- TASK DESCRIPTION -
Update the records by replacing "Target" with "Object" everywhere it appears, and change nothing else. Leave the pictures out of your answer.

START

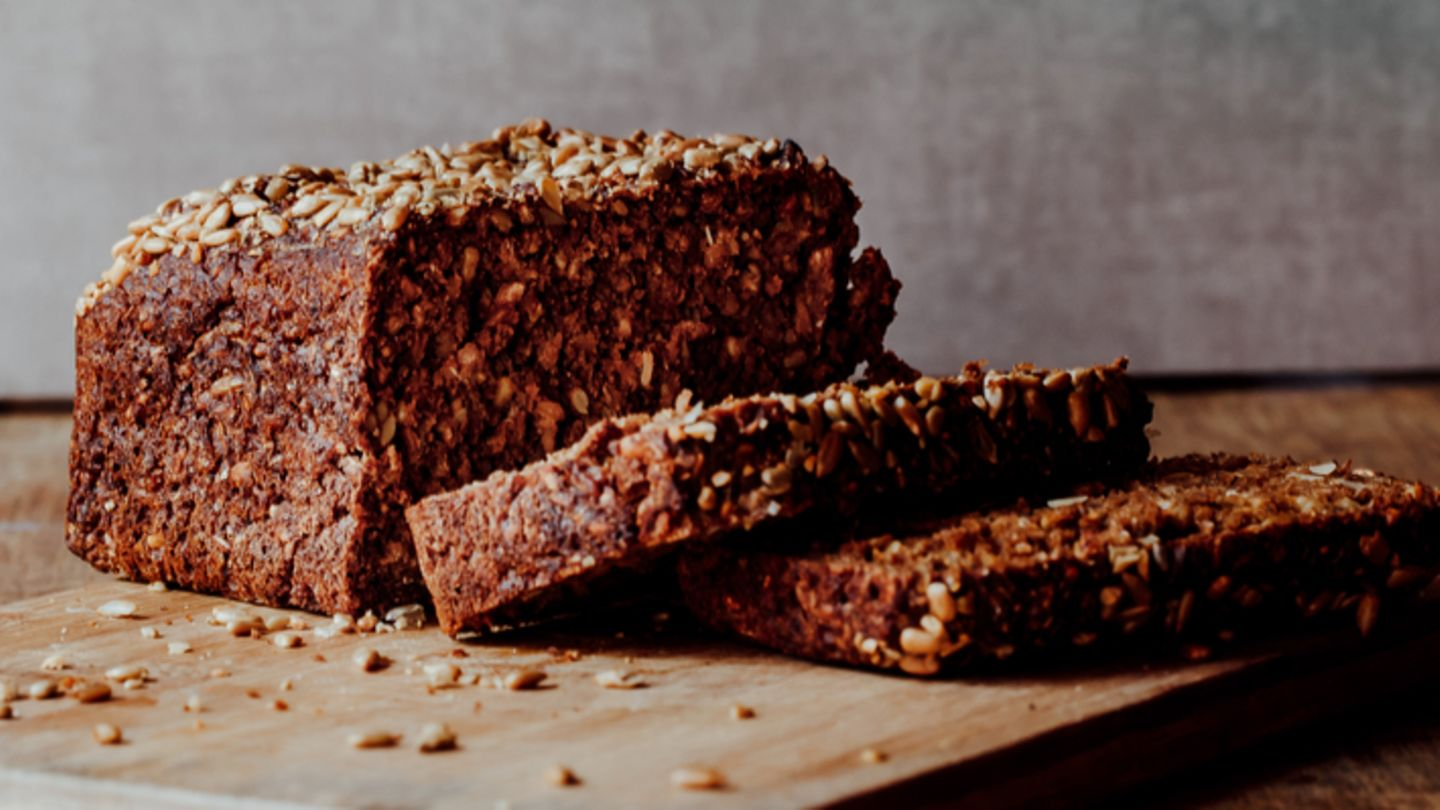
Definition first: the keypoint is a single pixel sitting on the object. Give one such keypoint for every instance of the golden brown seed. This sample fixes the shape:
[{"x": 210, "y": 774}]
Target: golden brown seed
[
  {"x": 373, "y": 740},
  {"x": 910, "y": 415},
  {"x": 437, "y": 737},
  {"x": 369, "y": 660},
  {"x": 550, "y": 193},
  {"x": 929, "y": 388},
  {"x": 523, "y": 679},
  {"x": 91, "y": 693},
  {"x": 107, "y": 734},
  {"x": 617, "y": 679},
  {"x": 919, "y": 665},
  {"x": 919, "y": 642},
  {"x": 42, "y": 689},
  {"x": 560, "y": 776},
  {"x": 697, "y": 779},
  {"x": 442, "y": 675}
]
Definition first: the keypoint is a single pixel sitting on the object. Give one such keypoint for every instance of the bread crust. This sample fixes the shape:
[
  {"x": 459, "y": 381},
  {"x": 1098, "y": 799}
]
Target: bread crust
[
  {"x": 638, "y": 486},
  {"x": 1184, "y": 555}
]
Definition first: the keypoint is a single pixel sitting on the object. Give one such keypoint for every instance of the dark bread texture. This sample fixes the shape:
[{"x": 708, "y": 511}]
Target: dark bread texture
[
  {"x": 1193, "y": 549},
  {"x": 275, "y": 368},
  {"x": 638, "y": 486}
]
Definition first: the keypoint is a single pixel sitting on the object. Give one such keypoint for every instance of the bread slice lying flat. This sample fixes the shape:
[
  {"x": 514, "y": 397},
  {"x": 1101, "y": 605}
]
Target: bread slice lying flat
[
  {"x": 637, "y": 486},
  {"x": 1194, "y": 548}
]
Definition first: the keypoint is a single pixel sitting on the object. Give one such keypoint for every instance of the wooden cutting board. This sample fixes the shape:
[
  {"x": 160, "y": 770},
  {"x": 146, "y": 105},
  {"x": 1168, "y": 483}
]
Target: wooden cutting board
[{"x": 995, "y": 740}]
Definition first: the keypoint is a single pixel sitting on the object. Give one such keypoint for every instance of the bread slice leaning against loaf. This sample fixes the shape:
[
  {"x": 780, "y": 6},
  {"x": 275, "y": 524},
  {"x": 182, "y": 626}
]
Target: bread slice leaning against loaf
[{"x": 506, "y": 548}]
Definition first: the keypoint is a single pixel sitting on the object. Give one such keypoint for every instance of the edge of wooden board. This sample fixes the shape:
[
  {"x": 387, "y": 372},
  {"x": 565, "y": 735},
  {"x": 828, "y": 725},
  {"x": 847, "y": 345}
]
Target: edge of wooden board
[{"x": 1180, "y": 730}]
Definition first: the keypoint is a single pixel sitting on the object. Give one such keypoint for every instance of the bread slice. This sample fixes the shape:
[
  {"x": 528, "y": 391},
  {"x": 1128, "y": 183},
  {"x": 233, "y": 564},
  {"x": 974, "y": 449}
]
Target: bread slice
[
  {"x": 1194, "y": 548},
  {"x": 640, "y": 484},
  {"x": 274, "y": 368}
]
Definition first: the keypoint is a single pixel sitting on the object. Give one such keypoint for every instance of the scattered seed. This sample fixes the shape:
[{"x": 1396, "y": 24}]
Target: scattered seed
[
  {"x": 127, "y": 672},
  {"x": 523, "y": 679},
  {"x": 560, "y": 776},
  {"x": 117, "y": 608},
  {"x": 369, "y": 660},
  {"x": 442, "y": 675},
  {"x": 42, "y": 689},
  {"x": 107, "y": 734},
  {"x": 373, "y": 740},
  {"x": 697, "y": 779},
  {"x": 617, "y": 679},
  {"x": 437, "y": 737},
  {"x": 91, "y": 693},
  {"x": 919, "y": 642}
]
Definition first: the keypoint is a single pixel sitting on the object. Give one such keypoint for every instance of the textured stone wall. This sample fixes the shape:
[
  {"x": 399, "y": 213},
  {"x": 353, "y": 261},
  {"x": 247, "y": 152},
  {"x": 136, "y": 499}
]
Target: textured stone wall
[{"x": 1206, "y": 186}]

END

- TASK RESPONSE -
Definition first: the keypoint is a single pixel sitting on the object. Give one such keypoint for every instance of the golden brown seed. This sample fixes the shape:
[{"x": 210, "y": 774}]
Object: golden brown seed
[
  {"x": 373, "y": 740},
  {"x": 910, "y": 415},
  {"x": 437, "y": 737},
  {"x": 369, "y": 660},
  {"x": 550, "y": 193},
  {"x": 929, "y": 388},
  {"x": 523, "y": 679},
  {"x": 91, "y": 693},
  {"x": 107, "y": 734},
  {"x": 617, "y": 679},
  {"x": 919, "y": 665},
  {"x": 919, "y": 642},
  {"x": 42, "y": 689},
  {"x": 560, "y": 776},
  {"x": 697, "y": 779},
  {"x": 442, "y": 675}
]
Definition first: the keypoint is a single pixel sitting on the object. Give one such keypoint for every instance of the bread crust. This sample fixes the shape:
[
  {"x": 459, "y": 381},
  {"x": 1098, "y": 799}
]
Object: bread crust
[
  {"x": 638, "y": 486},
  {"x": 1184, "y": 555}
]
Definition first: the keypoint is a single pixel sitting on the object. Give one such keypoint for every instance of the dark bread texture. This sample fixes the shape:
[{"x": 708, "y": 511}]
Object: dark bread texture
[
  {"x": 1193, "y": 549},
  {"x": 275, "y": 368},
  {"x": 638, "y": 486}
]
Definition first: the keypoint is a single pixel sitting on the object. Give one such keypoint for every instance of the bread slice lying flat. This sample fixes the shape:
[
  {"x": 514, "y": 397},
  {"x": 1101, "y": 605}
]
Object: bread slice lying flat
[
  {"x": 637, "y": 486},
  {"x": 1194, "y": 548}
]
Definition first: the keypoint is a single pixel sitting on the object. Give one such keypoint for every instance of the wooden cutting board. This sample fixes the shape:
[
  {"x": 160, "y": 770},
  {"x": 146, "y": 105},
  {"x": 1168, "y": 483}
]
Object: wooden cutting board
[{"x": 995, "y": 740}]
Definition first: the keypoint is a single pixel sitting on the object. Give one such keypoint for every instance of the bread slice leaning against loaf. This sample fixes the shape:
[
  {"x": 780, "y": 6},
  {"x": 275, "y": 524},
  {"x": 182, "y": 626}
]
Object: bread slice leaning against loaf
[{"x": 506, "y": 548}]
Definition first: the keypoint is a single pixel sitting on the object. Give one such keypoint for every instance of the edge of wooden board. This sample fixes the shape:
[
  {"x": 387, "y": 372},
  {"x": 565, "y": 735},
  {"x": 828, "y": 725},
  {"x": 847, "y": 345}
]
Object: edge of wooden board
[{"x": 1180, "y": 730}]
Definition first: the keypoint is a single pixel sitting on the object. Give one such keypoint for every instance of the bread slice. This sample fixes the shape:
[
  {"x": 528, "y": 391},
  {"x": 1128, "y": 183},
  {"x": 233, "y": 564},
  {"x": 974, "y": 449}
]
Object: bread slice
[
  {"x": 1194, "y": 548},
  {"x": 640, "y": 484},
  {"x": 274, "y": 368}
]
Definition first: the keypoint is a single pixel sitting on the object. Give one such keypoint for every instance of the scattered seed. This sample fixes the shape:
[{"x": 1396, "y": 24}]
Object: scattered seed
[
  {"x": 127, "y": 672},
  {"x": 523, "y": 679},
  {"x": 560, "y": 776},
  {"x": 117, "y": 608},
  {"x": 369, "y": 660},
  {"x": 442, "y": 675},
  {"x": 42, "y": 689},
  {"x": 107, "y": 734},
  {"x": 373, "y": 740},
  {"x": 697, "y": 779},
  {"x": 617, "y": 679},
  {"x": 437, "y": 737},
  {"x": 91, "y": 693},
  {"x": 919, "y": 642}
]
Definition first: the keypoint is a single pixel sitting on the object. Give one such keypoint for every instance of the textured stone wall. This sample fixes the shape:
[
  {"x": 399, "y": 213},
  {"x": 353, "y": 261},
  {"x": 247, "y": 152},
  {"x": 136, "y": 499}
]
Object: textured stone wall
[{"x": 1206, "y": 186}]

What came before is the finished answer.